═════ Records provided

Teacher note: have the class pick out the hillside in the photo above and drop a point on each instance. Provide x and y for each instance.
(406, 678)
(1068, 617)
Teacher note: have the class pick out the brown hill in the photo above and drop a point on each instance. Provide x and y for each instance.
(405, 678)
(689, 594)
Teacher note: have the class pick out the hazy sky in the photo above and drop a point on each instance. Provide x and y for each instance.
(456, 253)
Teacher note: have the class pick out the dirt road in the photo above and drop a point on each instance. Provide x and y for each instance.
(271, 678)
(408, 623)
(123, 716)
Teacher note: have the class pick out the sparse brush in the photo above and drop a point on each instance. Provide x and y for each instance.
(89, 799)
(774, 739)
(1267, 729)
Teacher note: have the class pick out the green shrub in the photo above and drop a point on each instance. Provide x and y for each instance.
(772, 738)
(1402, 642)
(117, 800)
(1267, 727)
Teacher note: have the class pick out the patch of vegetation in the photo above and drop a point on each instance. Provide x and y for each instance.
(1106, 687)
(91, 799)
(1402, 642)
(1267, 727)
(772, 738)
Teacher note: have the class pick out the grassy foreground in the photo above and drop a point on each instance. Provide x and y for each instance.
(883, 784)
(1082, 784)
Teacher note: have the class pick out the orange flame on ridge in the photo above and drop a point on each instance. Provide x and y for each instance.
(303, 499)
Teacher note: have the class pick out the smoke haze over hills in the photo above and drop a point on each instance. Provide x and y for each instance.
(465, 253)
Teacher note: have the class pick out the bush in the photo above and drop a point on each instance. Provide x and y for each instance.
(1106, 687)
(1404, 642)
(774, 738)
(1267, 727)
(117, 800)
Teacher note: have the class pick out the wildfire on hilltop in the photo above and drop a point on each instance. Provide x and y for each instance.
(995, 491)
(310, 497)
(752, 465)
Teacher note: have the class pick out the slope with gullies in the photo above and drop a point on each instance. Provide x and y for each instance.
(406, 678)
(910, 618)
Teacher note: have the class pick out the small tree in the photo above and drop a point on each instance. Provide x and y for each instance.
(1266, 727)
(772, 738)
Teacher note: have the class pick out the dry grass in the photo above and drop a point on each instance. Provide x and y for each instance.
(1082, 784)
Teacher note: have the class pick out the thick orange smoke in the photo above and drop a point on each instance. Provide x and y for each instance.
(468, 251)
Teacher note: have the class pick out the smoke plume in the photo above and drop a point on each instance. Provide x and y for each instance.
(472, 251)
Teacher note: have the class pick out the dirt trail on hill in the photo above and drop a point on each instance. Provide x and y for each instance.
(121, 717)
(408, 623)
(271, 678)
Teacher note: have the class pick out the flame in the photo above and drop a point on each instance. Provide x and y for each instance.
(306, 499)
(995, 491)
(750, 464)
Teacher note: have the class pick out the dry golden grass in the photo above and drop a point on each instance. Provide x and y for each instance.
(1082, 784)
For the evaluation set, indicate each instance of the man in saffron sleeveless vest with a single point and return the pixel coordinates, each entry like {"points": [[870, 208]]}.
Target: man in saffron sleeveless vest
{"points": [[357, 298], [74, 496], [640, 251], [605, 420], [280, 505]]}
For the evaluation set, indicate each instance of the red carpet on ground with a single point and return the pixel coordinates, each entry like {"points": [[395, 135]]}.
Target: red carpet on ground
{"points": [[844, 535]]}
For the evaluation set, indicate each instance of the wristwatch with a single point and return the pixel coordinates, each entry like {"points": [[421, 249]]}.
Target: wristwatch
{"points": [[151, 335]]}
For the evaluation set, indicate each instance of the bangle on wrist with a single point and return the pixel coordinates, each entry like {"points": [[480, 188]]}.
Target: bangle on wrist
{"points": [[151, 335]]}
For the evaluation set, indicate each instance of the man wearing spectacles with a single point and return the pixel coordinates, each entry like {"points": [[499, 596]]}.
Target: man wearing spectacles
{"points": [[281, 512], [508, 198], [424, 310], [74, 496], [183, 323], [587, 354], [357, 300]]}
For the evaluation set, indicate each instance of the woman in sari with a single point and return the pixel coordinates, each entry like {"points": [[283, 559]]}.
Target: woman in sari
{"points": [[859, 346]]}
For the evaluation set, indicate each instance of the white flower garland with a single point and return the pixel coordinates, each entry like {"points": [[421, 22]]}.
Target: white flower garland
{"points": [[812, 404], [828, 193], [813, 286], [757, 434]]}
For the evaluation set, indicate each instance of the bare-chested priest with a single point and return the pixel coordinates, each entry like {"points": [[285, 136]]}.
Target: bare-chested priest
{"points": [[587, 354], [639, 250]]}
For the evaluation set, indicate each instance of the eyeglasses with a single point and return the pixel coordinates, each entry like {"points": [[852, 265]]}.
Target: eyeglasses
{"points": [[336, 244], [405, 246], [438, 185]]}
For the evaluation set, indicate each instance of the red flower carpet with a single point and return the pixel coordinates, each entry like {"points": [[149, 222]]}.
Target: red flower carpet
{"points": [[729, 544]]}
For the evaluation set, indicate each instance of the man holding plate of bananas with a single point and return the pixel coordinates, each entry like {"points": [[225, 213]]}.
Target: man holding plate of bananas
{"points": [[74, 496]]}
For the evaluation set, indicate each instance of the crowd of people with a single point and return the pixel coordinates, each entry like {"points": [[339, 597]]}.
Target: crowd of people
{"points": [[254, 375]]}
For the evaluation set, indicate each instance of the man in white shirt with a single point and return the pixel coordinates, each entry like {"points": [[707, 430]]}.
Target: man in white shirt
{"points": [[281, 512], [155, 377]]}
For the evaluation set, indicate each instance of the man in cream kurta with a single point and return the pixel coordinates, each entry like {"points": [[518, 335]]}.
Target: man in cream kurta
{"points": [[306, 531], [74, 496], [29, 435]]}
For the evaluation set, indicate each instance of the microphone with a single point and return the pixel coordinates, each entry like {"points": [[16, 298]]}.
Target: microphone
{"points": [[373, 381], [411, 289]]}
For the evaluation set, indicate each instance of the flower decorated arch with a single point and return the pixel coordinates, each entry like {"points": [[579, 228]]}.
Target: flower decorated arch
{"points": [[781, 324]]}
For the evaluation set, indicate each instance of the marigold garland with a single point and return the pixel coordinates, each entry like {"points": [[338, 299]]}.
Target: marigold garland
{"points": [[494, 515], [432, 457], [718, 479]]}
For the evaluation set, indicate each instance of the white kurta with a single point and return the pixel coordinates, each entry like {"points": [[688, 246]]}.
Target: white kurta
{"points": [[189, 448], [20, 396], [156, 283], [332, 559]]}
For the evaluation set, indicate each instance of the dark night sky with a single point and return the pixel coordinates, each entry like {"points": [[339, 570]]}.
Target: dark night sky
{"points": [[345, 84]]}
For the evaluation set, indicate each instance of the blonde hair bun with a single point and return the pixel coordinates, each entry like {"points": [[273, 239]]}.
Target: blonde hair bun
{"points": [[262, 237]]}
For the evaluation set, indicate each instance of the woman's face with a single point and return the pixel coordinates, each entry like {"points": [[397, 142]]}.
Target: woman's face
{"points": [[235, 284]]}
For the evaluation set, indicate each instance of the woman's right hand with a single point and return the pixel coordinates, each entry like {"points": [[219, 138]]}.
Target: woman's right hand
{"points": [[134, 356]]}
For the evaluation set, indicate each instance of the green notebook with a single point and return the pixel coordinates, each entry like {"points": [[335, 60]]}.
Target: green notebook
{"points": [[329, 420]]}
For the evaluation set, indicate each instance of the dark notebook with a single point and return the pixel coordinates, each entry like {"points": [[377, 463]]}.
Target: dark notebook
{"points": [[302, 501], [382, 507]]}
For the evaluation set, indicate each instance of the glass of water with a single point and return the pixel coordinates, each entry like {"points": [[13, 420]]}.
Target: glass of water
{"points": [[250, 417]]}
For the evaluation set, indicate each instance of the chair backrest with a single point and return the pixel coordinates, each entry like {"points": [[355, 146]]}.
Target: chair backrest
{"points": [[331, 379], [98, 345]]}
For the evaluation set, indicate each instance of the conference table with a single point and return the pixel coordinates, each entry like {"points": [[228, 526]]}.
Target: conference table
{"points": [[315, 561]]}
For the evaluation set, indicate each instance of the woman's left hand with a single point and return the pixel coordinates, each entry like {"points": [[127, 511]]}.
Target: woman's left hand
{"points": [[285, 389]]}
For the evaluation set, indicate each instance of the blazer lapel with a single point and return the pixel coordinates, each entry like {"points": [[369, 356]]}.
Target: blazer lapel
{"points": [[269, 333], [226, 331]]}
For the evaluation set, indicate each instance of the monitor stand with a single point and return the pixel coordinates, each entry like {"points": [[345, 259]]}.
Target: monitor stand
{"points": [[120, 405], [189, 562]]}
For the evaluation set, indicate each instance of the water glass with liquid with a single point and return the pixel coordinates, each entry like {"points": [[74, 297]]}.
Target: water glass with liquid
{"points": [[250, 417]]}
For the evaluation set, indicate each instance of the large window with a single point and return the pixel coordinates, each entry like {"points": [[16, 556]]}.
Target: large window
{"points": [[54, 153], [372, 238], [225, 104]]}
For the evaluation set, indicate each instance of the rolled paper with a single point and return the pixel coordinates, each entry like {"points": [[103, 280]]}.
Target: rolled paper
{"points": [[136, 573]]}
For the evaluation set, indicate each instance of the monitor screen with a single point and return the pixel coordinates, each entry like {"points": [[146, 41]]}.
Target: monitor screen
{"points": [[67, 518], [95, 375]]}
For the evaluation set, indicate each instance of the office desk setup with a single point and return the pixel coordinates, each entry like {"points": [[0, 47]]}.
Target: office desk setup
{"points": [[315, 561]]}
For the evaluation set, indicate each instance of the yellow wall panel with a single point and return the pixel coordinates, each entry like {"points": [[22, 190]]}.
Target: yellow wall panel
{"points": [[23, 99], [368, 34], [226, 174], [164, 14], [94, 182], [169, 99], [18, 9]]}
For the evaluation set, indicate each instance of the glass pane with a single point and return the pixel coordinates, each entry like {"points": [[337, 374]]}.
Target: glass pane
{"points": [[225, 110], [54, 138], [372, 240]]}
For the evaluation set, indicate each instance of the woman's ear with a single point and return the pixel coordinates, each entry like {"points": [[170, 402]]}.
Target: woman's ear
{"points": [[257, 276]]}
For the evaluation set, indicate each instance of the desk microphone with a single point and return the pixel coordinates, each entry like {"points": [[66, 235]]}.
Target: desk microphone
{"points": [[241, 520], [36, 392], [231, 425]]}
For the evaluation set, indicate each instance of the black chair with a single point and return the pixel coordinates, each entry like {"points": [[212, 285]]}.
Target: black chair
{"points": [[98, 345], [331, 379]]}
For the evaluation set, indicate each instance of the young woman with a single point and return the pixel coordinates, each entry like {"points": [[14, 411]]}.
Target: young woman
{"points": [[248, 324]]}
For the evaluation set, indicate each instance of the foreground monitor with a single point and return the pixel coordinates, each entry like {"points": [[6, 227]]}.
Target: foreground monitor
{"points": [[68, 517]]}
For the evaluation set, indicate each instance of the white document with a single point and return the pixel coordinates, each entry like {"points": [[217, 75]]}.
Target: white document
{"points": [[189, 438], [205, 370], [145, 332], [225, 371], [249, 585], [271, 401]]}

══════════

> **Exercise objective**
The answer consists only of the lines from the one containing "For the evaluation set, indicate each instance of the office" to the end of the records, each written out exactly.

> **Task output**
For the evaluation set, indicate each instance of the office desk setup with a single point and return the pixel coordinates, each entry like {"points": [[0, 47]]}.
Target: office desk setup
{"points": [[315, 561]]}
For the evaluation set, indicate each instance of the yellow wall panel with a single point and return the pixel coordinates, each entry like {"points": [[22, 190]]}.
Target: yellow wall panel
{"points": [[23, 99], [368, 34], [226, 174], [164, 14], [94, 182], [169, 99], [18, 9]]}
For the evaluation set, indicate each instance of the glass pane with a single point and return the pixel coordinates, each entry like {"points": [[337, 374]]}.
Target: glass pane
{"points": [[225, 110], [54, 138], [372, 240]]}
For the evaluation set, indicate each instance of the woman's ear with a single point and return the pixel coordinates, each entry like {"points": [[170, 402]]}.
Target: woman's ear
{"points": [[257, 276]]}
For the evaluation set, indicate each instance of the desk microphone with a single point and return the pixel coordinates, each entry like {"points": [[66, 235]]}.
Target: desk microphone
{"points": [[241, 520], [36, 392], [231, 425]]}
For the evaluation set, indicate each instance of the black chair with a single point and return the pixel coordinates, each entry like {"points": [[212, 285]]}.
Target: black chair
{"points": [[98, 345], [331, 379]]}
For the evaluation set, indicate each instance of the young woman with a single point and return the pixel coordinates, each entry like {"points": [[14, 411]]}.
Target: young woman
{"points": [[248, 324]]}
For the evaluation set, indicate each instance of the foreground monitor with a single point and return the pixel coordinates, each entry like {"points": [[6, 227]]}.
Target: foreground monitor
{"points": [[68, 517]]}
For the evaluation set, indicate each instance of the white document with a single point and return the pixel coordinates, each entry like {"points": [[217, 75]]}.
Target: white document
{"points": [[189, 438], [205, 370], [145, 332], [225, 371], [249, 585], [271, 401]]}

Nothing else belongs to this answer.